**WORK REQUEST**
Could each record be written out again exactly as it stands?

══ WORKING DATA ══

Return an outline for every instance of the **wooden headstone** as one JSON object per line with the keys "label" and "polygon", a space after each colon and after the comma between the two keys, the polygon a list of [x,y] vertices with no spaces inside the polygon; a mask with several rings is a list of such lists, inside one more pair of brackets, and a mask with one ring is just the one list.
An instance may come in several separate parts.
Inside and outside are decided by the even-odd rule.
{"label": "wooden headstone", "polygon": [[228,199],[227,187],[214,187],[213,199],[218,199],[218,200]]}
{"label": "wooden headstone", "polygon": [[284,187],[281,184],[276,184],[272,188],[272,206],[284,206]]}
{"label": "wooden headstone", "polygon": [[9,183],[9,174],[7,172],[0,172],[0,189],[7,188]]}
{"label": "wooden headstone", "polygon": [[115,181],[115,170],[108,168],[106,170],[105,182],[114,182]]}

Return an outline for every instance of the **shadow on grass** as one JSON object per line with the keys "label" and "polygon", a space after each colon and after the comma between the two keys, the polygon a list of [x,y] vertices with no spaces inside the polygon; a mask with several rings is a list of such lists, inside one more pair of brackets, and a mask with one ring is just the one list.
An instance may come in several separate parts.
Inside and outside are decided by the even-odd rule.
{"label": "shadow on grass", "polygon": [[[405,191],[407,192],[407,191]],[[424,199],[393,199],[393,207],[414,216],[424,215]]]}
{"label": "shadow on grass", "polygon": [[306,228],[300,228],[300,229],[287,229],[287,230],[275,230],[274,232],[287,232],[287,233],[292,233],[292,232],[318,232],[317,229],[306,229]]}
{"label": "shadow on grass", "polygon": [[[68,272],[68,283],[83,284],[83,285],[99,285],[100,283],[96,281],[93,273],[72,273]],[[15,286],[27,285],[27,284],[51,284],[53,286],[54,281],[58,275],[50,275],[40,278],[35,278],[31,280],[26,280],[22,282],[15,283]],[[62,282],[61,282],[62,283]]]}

═══

**SOLUTION TO THIS EXERCISE**
Return an outline for every instance of the **wooden headstone** as one JSON object per line with the keys "label" and "polygon", a space after each colon and after the comma between the two keys, the polygon a list of [x,y] vertices with no spaces inside the polygon; a mask with several rings is a list of such lists, inside one more pair of brackets, and a mask with one ring is just the one list.
An instance may come in several separate parts.
Inside and outside are decided by the even-odd rule.
{"label": "wooden headstone", "polygon": [[228,199],[227,187],[214,187],[213,199],[218,199],[218,200]]}
{"label": "wooden headstone", "polygon": [[284,187],[281,184],[276,184],[272,188],[272,206],[284,206]]}
{"label": "wooden headstone", "polygon": [[9,183],[9,174],[7,172],[0,172],[0,189],[7,188]]}
{"label": "wooden headstone", "polygon": [[115,181],[115,170],[108,168],[106,170],[105,182],[114,182]]}

Return an outline for every instance of the **shadow on grass** as one JSON object per line with the keys "label" and "polygon", a space after each colon and after the comma between the two keys, the polygon a list of [x,y] vertices with no spaces inside the polygon; a mask with several rings is a list of such lists, inside one more pair of brackets, and a mask with one ring is just the one list.
An instance may come in several separate parts.
Inside and outside are decided by the even-odd rule.
{"label": "shadow on grass", "polygon": [[[405,191],[407,192],[407,191]],[[424,199],[393,199],[393,207],[414,216],[424,215]]]}
{"label": "shadow on grass", "polygon": [[306,228],[300,228],[300,229],[287,229],[287,230],[275,230],[274,232],[287,232],[287,233],[292,233],[292,232],[318,232],[317,229],[306,229]]}
{"label": "shadow on grass", "polygon": [[[68,272],[68,283],[83,284],[83,285],[99,285],[100,283],[96,281],[93,273],[72,273]],[[15,286],[27,285],[27,284],[51,284],[53,286],[54,281],[58,275],[50,275],[40,278],[35,278],[31,280],[26,280],[22,282],[15,283]],[[62,282],[61,282],[62,283]]]}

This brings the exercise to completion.